Please retype, unchanged, each line from the top of the material below through the line where "[pin] interior window" appears.
Available data START
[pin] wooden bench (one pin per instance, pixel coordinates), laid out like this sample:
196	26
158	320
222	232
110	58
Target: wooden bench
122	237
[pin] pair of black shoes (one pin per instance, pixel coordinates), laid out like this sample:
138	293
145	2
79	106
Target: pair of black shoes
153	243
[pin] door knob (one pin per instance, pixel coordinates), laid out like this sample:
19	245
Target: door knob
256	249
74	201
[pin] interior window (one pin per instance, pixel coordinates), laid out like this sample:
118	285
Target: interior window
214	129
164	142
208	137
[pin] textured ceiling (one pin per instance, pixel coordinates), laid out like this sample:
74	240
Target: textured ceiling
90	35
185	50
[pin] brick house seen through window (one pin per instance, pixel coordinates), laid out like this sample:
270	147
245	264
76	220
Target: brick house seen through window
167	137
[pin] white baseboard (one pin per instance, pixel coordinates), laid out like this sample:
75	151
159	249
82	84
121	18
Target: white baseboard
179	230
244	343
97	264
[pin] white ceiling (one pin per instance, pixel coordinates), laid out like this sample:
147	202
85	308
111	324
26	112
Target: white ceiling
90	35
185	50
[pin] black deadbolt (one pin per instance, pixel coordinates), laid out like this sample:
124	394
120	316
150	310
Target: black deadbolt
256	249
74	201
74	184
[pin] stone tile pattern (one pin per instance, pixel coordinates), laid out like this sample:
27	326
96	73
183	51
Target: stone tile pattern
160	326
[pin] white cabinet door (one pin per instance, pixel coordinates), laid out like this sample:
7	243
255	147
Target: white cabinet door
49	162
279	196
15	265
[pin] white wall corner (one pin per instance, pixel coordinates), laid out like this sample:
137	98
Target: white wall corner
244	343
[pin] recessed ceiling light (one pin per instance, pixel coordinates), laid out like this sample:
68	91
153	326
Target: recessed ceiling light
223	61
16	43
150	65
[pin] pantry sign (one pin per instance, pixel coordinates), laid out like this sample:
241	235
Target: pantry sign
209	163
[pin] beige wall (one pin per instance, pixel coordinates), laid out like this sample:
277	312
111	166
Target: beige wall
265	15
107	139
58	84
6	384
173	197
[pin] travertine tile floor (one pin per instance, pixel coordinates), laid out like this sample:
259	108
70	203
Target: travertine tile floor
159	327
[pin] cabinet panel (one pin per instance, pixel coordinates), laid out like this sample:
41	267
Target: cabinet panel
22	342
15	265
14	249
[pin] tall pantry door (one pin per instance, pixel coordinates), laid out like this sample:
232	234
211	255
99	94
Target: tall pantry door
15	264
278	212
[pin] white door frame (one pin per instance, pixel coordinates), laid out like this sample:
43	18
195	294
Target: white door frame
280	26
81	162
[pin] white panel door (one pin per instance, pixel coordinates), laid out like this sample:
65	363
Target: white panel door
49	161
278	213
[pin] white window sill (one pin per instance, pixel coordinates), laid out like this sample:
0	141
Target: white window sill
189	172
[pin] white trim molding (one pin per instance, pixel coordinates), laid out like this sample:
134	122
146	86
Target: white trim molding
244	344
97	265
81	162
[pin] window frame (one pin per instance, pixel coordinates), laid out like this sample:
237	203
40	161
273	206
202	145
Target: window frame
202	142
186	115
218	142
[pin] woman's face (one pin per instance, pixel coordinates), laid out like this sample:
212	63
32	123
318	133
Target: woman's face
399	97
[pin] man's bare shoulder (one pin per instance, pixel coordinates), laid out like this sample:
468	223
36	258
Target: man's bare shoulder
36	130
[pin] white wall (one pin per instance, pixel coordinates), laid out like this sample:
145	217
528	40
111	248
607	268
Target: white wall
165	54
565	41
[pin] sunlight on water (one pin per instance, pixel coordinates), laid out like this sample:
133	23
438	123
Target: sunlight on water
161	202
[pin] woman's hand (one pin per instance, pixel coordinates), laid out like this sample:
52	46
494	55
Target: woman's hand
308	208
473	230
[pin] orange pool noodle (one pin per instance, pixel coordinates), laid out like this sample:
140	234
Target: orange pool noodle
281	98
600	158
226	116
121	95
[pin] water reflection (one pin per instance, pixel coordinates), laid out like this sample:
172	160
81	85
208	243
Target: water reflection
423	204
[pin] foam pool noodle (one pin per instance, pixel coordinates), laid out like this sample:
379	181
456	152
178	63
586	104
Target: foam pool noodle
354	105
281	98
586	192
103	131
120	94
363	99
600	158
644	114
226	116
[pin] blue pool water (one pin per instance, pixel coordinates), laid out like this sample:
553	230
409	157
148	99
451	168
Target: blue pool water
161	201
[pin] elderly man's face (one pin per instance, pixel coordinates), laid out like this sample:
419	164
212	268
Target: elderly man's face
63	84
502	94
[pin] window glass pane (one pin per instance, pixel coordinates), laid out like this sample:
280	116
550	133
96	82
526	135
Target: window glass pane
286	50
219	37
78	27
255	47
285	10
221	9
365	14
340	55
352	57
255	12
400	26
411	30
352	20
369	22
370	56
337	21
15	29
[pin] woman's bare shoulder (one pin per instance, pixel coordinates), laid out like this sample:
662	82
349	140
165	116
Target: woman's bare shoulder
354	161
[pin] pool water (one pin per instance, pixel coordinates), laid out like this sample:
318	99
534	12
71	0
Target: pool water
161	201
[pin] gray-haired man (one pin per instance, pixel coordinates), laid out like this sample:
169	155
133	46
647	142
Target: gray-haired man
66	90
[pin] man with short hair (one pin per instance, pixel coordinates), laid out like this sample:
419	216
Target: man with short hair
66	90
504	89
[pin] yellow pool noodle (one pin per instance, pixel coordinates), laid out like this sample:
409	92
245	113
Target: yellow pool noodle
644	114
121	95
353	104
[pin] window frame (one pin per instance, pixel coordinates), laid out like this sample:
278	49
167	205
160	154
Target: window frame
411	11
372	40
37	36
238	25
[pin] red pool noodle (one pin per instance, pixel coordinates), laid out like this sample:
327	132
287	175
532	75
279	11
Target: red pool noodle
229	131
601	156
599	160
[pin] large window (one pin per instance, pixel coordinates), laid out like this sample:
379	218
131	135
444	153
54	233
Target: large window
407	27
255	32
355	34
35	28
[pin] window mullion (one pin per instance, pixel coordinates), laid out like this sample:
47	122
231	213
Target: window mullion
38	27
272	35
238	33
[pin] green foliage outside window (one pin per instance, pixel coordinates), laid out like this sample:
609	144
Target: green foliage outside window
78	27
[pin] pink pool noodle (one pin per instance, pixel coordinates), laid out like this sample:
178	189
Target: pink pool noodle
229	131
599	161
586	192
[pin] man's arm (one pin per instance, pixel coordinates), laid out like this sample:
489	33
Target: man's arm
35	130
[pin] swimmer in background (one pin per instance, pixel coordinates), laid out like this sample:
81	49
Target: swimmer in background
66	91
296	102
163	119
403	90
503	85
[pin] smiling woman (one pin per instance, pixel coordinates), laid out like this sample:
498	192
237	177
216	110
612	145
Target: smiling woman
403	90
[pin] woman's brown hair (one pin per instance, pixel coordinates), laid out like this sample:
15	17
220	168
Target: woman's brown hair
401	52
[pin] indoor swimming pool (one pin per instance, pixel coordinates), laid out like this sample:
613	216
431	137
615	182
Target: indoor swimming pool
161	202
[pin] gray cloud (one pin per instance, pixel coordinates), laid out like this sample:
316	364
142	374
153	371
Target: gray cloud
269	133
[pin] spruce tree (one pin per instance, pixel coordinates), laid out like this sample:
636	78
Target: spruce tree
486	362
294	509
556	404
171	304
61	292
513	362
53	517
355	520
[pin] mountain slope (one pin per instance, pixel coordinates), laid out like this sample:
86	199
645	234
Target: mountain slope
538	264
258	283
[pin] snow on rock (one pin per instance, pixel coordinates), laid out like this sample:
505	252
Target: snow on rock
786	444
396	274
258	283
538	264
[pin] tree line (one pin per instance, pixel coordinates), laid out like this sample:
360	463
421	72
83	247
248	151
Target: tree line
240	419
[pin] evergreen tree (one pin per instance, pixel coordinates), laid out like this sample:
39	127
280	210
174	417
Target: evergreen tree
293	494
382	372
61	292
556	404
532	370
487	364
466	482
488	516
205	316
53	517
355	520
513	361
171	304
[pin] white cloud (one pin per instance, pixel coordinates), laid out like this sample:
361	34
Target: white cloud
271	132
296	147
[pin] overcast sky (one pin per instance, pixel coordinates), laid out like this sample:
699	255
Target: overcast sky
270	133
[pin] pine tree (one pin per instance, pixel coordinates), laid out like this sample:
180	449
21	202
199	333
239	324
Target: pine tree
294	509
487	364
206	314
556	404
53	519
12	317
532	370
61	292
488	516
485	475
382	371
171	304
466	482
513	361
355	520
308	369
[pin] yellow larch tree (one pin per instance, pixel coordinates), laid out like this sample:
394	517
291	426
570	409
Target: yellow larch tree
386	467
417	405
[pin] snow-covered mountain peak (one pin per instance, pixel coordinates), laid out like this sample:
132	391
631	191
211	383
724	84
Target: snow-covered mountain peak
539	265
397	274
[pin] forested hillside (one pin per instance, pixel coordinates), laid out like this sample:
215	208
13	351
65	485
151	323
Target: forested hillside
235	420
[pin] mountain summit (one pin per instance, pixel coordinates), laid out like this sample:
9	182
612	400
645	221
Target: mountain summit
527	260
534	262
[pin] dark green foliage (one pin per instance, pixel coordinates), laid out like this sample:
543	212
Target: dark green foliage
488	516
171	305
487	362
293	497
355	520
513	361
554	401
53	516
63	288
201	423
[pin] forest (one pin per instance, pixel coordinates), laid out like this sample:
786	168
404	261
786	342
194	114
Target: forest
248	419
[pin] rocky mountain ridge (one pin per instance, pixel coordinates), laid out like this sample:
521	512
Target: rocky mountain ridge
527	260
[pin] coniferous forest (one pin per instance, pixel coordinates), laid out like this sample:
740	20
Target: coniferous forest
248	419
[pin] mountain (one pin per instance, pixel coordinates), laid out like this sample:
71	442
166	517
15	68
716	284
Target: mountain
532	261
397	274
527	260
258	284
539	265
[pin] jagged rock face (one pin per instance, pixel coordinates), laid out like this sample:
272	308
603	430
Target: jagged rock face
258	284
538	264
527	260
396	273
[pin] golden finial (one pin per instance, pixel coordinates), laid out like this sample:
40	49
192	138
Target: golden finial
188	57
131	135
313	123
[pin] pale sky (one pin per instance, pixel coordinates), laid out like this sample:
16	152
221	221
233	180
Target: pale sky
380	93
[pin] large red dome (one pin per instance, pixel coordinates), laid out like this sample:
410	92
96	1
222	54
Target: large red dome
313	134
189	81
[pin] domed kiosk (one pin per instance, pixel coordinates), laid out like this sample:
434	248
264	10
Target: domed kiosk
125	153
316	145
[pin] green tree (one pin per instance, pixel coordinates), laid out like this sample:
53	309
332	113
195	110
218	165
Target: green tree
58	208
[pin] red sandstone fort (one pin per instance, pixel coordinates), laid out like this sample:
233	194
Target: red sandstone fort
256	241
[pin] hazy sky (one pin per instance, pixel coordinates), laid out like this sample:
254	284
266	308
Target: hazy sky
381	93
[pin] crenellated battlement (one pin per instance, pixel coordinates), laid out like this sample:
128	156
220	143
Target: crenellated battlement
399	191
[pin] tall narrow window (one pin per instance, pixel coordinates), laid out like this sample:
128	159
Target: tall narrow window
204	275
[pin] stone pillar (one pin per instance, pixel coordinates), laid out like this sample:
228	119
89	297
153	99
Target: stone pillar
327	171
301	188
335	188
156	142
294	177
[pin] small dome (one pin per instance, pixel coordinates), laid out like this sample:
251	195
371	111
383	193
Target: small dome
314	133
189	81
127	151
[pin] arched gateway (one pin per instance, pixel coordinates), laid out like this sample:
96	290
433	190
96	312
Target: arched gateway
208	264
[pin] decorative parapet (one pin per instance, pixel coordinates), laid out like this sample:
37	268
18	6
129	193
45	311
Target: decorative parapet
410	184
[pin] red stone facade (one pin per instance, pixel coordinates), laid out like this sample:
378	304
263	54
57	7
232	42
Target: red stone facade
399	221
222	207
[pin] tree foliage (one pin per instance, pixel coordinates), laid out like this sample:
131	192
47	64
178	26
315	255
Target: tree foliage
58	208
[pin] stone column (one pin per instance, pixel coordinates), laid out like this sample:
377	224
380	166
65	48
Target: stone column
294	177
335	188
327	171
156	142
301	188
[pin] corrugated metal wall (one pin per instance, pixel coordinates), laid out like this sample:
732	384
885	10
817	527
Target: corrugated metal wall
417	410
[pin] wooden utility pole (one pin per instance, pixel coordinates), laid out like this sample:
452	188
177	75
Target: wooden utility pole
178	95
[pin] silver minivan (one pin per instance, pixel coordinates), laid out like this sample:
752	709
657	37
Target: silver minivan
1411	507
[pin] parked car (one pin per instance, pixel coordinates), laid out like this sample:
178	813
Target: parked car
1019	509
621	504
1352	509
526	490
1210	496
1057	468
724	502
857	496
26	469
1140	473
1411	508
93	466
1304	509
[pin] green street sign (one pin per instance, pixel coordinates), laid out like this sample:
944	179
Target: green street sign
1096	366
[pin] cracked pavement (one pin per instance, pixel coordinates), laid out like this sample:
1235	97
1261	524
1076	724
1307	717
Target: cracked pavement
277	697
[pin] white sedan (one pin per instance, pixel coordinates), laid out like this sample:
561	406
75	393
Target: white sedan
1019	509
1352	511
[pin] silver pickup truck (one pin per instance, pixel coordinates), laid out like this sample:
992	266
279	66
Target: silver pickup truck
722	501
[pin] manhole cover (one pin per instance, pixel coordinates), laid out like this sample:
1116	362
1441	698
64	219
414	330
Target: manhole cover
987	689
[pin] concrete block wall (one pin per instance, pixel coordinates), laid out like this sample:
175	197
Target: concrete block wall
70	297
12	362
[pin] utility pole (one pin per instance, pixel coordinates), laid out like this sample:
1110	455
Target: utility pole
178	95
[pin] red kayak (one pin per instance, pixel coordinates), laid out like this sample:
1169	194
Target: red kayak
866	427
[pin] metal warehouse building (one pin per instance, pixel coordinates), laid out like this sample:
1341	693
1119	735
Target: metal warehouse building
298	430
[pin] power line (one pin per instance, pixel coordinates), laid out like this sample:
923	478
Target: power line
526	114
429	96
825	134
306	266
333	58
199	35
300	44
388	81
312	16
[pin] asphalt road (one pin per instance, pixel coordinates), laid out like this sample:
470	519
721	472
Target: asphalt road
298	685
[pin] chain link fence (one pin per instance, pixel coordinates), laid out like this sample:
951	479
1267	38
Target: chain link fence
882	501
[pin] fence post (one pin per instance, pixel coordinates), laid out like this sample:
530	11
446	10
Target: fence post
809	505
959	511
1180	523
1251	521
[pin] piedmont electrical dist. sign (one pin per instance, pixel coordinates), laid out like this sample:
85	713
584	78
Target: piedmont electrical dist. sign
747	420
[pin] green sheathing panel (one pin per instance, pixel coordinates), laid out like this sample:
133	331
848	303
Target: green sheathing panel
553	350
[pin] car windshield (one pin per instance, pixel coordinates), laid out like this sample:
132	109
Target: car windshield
Available data END
• Solved problem:
[pin] wooden bench (one pin per instance, pixel coordinates), laid out like this sample:
196	26
158	320
222	232
110	58
Target: wooden bench
122	237
[pin] pair of black shoes (one pin per instance, pixel coordinates), laid out like this sample:
138	293
145	2
79	106
Target: pair of black shoes
153	243
[pin] door knob (one pin per instance, pixel coordinates), laid out like this sample:
19	245
Target: door knob
256	249
74	201
[pin] interior window (one pin per instance, pixel coordinates), laid out like this sample:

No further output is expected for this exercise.